[start Page text]
Airbus A380 Set for Maiden Flight Before 50,000

By LAURENCE FROST, AP Business Writer

BLAGNAC, France - After 11 years of preparation and $13 billion in spending, the world's largest passenger plane, the Airbus A380, is scheduled to fly for the first time on Wednesday.

Weather permitting, Airbus test pilots will power the four engines on a test model of the 555-seat "superjumbo" to lift its 308-ton frame aloft. About 50,000 onlookers are expected for what some are calling the biggest aviation event since Concorde's first flight in 1969.

The first A380 flight is tentatively set to begin around midmorning and could last for much of the day as the plane circles the region, beaming back real-time measurements of 150,000 parameters to Airbus headquarters from its 20 metric tons (22 tons) of on-board test instruments.

Industry analysts are keeping a close watch on Airbus, which hopes to woo customers away from rival Boeing Co. with the A380 but has yet to prove that it can turn a profit on its superjumbo investment, a third of which came from came from European governments.

As Airbus and Boeing spar over what each calls unfair government subsidies for the other, the rival aircraft manufacturers have staked their success on competing visions of the future of commercial air travel.
[end Page text]
• _What is asked_
1) List every weight in tons that the A380 article gives.
2) Reproduce word for word the passage of the A380 article between "As Airbus and" and "commercial air travel.", inclusive.
[start Data supplied]
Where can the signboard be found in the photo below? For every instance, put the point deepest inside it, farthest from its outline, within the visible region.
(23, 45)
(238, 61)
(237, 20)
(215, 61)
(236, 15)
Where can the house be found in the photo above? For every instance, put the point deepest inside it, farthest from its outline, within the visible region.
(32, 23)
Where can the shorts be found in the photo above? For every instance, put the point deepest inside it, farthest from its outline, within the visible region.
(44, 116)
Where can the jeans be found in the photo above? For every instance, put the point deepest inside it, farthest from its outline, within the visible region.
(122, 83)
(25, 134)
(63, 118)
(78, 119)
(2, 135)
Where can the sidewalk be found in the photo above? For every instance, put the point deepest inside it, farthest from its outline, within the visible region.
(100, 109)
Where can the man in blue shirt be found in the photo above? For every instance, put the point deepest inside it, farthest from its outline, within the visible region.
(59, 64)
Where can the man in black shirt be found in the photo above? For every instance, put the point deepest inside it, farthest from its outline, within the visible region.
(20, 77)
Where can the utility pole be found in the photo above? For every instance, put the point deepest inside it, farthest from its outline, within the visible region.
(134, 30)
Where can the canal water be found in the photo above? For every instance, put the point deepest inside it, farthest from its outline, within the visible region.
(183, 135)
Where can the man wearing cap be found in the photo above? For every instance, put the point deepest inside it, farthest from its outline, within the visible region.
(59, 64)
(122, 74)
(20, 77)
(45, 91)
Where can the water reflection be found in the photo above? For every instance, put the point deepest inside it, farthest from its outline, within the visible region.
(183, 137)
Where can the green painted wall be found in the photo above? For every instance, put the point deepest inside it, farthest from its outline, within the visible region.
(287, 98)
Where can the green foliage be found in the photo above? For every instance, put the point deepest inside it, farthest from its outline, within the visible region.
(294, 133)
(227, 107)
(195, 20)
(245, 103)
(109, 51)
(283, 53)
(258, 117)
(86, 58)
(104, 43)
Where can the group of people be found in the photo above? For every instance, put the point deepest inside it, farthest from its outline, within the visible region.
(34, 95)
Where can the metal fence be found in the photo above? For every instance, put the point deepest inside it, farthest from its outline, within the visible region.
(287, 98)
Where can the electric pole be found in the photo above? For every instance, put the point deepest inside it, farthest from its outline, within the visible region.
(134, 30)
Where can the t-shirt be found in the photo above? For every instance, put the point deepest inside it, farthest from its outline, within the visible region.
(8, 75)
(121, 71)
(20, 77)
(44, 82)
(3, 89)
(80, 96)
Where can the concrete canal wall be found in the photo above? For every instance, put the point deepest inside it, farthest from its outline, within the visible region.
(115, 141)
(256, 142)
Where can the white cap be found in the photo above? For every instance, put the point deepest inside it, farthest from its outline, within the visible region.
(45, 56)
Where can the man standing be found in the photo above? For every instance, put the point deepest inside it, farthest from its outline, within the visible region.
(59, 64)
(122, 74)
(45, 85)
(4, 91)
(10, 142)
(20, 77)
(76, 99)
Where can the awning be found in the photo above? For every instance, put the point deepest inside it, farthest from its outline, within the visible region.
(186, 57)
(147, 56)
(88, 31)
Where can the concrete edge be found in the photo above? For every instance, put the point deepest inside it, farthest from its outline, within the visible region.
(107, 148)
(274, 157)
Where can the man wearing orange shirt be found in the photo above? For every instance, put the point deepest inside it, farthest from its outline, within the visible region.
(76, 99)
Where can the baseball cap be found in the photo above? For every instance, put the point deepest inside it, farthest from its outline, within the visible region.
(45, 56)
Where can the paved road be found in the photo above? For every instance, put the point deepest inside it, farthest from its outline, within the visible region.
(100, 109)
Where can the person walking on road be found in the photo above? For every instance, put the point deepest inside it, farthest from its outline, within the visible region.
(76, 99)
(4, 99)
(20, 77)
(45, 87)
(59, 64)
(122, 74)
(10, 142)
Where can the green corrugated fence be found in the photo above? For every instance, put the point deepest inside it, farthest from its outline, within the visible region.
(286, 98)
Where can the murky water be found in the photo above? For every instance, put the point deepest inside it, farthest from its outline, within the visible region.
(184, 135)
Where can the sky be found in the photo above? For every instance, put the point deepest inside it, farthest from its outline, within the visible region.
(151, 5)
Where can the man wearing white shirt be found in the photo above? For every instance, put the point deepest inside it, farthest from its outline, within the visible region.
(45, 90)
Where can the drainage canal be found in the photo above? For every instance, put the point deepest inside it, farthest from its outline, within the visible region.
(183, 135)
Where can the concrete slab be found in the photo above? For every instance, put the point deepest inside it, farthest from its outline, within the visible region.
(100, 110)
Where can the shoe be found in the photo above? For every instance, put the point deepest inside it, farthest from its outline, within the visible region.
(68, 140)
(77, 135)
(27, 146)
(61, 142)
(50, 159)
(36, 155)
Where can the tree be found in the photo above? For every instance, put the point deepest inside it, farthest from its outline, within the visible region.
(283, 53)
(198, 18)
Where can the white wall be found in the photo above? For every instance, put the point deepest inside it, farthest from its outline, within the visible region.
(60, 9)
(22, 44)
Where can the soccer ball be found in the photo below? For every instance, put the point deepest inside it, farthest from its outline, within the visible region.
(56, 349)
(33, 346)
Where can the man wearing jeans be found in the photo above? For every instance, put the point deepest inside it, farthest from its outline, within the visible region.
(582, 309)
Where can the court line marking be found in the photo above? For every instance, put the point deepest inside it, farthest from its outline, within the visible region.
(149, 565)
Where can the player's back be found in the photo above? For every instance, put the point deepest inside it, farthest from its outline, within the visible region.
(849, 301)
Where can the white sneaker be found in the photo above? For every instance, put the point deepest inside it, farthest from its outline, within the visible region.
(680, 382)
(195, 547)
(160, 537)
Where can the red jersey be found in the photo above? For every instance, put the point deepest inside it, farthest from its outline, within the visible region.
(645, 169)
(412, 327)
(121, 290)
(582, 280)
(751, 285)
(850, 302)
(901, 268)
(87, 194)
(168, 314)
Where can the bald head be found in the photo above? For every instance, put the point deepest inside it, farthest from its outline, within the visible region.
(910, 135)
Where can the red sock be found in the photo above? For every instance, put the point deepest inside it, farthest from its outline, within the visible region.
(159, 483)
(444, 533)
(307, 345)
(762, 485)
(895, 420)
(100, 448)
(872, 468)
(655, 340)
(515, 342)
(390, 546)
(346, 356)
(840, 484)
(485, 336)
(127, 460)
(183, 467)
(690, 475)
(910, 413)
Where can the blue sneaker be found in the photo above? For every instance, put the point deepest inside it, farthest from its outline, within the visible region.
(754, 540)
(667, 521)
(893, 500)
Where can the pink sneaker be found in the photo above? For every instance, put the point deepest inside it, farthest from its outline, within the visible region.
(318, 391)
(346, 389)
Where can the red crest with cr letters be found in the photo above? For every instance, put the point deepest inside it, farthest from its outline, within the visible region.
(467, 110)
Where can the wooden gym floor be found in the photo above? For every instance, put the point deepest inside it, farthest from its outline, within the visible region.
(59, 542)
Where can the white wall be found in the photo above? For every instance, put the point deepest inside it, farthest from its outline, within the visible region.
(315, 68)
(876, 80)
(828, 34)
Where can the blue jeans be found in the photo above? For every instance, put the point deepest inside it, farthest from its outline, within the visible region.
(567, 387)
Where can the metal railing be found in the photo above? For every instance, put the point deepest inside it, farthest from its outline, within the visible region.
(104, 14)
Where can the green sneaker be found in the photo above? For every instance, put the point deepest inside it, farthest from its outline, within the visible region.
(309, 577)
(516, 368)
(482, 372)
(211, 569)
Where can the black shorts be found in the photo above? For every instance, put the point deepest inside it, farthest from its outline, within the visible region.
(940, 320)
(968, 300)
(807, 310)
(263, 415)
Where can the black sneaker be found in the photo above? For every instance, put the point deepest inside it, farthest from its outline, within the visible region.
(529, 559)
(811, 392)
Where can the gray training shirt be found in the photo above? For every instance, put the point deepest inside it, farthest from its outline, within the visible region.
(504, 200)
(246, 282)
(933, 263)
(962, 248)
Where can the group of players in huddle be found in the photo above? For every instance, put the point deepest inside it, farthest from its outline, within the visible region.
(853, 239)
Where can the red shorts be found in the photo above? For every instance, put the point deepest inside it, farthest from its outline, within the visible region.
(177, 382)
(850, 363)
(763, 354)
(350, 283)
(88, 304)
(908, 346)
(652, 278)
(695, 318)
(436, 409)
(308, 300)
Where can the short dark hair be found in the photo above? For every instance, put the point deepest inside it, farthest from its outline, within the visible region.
[end Data supplied]
• _Solutions to the tasks_
1) 308 tons (the plane's frame); 20 metric tons and 22 tons (the on-board test instruments)

2)
As Airbus and Boeing spar over what each calls unfair government subsidies for the other, the rival aircraft manufacturers have staked their success on competing visions of the future of commercial air travel.